• Reading text:
The Laguna is extremely water quality impaired and the Russian River is only slightly better. Both have serious temperature and sediment problems and the Laguna is badly impaired by nutrients. (Treated wastewater has a lot of nutrients.) Invasive plants are totally choking many of the streams west of Rohnert Park, and irrigation runoff is probably a contributory cause.
Major concerns about the Non-Storm Water Runoff requirements…
• Tertiary treated wastewater is considered safe enough by health regulators to reuse in most circumstances but for direct ingestion, in spite of the voluminous information about the hazards to humans and wildlife from unregulated pharmaceuticals, personal care products, anti-biotic resistant pathogens, etc. It will take many years for State Regulations to catch up with the problem and in the meantime, many species (including human) will greatly suffer as a result of increased contact with many unregulated, toxic substances.

• The State has approved a Water Recycling Policy which heavily promotes the use of wastewater for irrigation in order to save potable water. This is a notable goal, but in the case of Santa Rosa, an urban irrigation program WILL NOT SAVE ANY WATER. They will just transfer some of their agricultural irrigation to the urban area. Furthermore, most wastewater is under contract to be reclaimed at the Geysers anyway. So the goals of the State's Water Recycling Policy are already being realized by Santa Rosa and the City’s planned urban irrigation program IS REALLY UNNECESSARY.

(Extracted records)
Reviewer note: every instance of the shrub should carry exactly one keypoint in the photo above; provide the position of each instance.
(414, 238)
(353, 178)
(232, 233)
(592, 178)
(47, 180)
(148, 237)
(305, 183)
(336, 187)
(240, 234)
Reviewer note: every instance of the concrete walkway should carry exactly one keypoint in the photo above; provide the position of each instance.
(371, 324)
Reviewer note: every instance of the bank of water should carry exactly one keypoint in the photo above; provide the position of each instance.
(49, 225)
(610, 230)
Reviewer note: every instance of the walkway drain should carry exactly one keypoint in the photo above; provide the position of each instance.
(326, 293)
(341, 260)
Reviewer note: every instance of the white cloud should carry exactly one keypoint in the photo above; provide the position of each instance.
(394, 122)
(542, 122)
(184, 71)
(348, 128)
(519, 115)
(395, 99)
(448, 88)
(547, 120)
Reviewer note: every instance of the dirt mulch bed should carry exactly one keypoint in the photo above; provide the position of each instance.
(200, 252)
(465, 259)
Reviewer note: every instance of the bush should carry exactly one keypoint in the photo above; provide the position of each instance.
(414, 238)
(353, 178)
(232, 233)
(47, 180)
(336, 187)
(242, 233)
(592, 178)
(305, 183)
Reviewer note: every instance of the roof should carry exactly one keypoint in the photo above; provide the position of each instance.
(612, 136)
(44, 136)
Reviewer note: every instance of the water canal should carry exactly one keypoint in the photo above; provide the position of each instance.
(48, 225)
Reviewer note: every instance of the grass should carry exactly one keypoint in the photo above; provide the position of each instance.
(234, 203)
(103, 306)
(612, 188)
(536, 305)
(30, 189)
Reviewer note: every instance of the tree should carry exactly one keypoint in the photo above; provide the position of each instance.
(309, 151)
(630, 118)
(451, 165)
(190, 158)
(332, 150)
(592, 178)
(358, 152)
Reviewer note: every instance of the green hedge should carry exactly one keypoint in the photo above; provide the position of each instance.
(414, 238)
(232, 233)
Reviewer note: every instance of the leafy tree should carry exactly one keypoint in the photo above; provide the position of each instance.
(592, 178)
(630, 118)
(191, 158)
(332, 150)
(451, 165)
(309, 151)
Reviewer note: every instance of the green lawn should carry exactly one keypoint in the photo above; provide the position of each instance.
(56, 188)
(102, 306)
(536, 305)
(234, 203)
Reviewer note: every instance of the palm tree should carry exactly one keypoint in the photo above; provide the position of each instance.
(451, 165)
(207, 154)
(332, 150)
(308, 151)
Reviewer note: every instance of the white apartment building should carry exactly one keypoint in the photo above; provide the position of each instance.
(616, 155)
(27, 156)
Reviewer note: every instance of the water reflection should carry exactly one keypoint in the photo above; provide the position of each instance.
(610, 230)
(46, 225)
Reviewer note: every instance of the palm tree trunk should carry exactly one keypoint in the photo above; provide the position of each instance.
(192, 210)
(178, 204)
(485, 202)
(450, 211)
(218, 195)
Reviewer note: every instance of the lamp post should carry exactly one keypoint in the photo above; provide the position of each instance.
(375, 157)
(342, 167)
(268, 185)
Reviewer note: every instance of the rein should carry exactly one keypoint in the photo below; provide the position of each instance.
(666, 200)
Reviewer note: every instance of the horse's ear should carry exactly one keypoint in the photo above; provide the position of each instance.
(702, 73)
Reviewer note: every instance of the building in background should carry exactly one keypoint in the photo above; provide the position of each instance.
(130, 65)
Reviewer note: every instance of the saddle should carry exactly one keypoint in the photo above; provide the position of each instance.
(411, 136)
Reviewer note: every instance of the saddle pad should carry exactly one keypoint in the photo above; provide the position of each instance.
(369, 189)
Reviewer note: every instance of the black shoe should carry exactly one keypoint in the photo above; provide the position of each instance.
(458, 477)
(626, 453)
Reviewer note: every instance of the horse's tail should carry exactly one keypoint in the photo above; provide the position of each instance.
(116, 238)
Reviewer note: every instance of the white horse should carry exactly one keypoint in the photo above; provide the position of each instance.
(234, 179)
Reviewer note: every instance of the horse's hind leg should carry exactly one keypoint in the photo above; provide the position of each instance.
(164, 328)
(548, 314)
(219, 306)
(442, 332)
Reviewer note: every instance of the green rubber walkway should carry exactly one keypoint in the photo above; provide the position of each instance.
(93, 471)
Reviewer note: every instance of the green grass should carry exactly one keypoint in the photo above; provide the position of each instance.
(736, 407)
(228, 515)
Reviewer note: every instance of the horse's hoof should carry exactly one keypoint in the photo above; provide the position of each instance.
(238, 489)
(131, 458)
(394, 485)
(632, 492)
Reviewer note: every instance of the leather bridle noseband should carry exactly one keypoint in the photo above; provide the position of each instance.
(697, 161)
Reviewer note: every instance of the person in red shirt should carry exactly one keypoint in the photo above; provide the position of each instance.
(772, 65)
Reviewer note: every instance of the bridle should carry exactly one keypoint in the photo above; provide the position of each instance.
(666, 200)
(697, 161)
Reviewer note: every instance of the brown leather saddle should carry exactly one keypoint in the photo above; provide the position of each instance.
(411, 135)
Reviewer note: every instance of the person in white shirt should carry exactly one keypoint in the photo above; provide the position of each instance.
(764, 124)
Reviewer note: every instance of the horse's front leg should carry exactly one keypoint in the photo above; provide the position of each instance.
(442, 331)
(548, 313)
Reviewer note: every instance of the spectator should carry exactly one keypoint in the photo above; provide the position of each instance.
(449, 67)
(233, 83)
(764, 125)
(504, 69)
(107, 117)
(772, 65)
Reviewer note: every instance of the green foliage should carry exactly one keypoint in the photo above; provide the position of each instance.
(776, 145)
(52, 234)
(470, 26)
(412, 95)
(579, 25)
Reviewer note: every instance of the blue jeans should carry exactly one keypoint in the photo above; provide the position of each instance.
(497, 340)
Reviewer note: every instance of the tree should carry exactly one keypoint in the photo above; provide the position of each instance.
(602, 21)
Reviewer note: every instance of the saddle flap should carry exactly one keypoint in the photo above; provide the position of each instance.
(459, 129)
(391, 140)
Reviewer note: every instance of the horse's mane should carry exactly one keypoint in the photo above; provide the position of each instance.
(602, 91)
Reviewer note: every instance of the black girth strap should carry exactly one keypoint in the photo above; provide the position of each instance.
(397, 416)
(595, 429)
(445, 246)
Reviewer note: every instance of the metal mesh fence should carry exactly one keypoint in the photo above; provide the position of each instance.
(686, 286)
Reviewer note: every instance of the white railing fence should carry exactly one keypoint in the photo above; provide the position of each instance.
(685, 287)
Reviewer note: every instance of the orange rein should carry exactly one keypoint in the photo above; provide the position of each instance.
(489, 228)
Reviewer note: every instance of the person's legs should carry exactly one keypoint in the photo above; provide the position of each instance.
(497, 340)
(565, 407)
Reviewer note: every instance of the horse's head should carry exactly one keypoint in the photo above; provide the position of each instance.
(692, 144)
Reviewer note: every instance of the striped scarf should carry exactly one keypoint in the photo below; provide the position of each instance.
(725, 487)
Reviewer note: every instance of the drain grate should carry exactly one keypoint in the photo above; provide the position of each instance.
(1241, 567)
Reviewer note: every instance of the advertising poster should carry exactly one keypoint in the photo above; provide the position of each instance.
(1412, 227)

• Work to complete: Repeat word for word the portion of the wastewater runoff text starting with "The Laguna is extremely" and going on through "a contributory cause.". The records stand apart from the wastewater runoff text.

• Solution:
The Laguna is extremely water quality impaired and the Russian River is only slightly better. Both have serious temperature and sediment problems and the Laguna is badly impaired by nutrients. (Treated wastewater has a lot of nutrients.) Invasive plants are totally choking many of the streams west of Rohnert Park, and irrigation runoff is probably a contributory cause.